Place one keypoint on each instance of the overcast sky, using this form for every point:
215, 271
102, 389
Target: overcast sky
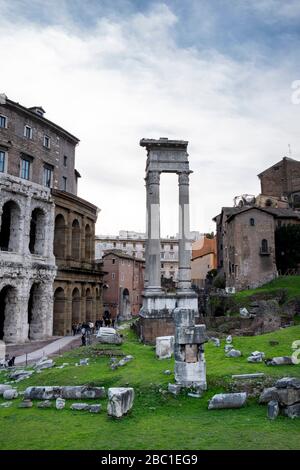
217, 73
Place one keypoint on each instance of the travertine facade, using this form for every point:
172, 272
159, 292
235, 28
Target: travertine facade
26, 260
78, 284
38, 187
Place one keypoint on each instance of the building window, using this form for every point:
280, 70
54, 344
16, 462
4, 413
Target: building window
46, 141
28, 132
3, 121
25, 169
48, 176
2, 161
264, 246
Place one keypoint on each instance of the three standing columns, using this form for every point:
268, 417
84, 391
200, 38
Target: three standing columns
152, 253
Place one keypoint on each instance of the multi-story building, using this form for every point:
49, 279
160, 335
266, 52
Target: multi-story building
133, 244
124, 284
246, 243
204, 259
280, 184
37, 168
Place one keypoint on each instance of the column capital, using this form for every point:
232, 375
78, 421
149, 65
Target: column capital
153, 177
184, 178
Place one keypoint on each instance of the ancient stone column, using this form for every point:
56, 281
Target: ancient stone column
184, 248
153, 232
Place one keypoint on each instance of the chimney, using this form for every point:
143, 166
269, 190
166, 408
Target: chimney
38, 110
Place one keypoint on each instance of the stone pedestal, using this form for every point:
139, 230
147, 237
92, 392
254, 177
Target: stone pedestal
2, 351
190, 369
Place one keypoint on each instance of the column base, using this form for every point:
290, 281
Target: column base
190, 374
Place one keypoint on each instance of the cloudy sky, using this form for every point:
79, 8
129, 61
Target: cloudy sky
217, 73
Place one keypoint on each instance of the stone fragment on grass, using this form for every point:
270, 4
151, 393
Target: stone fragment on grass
288, 382
227, 400
229, 339
292, 411
80, 406
108, 336
84, 362
285, 396
44, 364
256, 356
10, 394
19, 375
164, 347
174, 389
26, 404
45, 404
4, 387
273, 409
6, 404
95, 408
228, 348
60, 403
234, 353
280, 361
120, 401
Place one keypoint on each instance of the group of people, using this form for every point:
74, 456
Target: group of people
88, 328
8, 362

——

__PROBLEM TO SOLVE__
Transcribe all of the lines above word for word, leaving out the picture.

__COMPLETE RESPONSE__
Place one keypoint on each instance of the overcast sky, using this form for every point:
215, 271
102, 389
Target: overcast sky
217, 73
Place one keypoint on each instance of the travertine facade, using this form for every point:
172, 272
159, 292
235, 28
Target: travertine facade
26, 260
78, 284
38, 187
Place one keypoint on each instance of the building window, using this form for every point:
280, 70
54, 344
16, 462
4, 413
Target: building window
46, 141
28, 132
3, 121
25, 169
48, 176
2, 161
264, 246
Place one keypoint on each instance of the three standing columns, using this form for every point:
268, 417
84, 391
200, 38
Target: three standing columns
152, 253
Place one keypoint on each instance of the multi-story building, using this form for every point:
49, 279
160, 335
266, 52
Target: multi-story building
133, 244
124, 284
246, 243
204, 259
280, 184
37, 168
Place one keypoint on each instance of the column capital, using this form for every point:
232, 375
78, 421
149, 65
Target: column capital
153, 177
184, 178
Place one keypoint on each instance of the ancient stone column, using this form for every point:
56, 281
Target: ancient stone column
184, 248
153, 232
Place one keypoint on each instance of the chimney, using this form for every point:
143, 166
269, 190
166, 408
Target: chimney
38, 110
Place one keypoint on each instance of the stone pedestal, using this form for every point:
139, 230
147, 237
92, 392
254, 177
Target: stone pedestal
2, 351
190, 369
Place one keypoint on each instance of the column base, using this form for every point:
290, 281
Target: column base
190, 374
Place one keypoint on each instance of the cloudy sky, using this form for every point:
79, 8
129, 61
Target: cloudy sky
217, 73
Place one keypoint on each instance of the stone fragment on grass, using this form for every point:
270, 4
151, 393
Target: stone fragment on grass
288, 382
227, 400
229, 339
292, 411
80, 406
108, 336
84, 362
285, 396
44, 364
256, 356
10, 394
19, 375
164, 347
174, 389
26, 404
45, 404
4, 387
273, 409
6, 404
95, 408
228, 348
60, 403
234, 353
280, 361
120, 401
Place one keypoint on each instance of the group of people, using this form for every point:
74, 456
Target: group of people
88, 328
8, 362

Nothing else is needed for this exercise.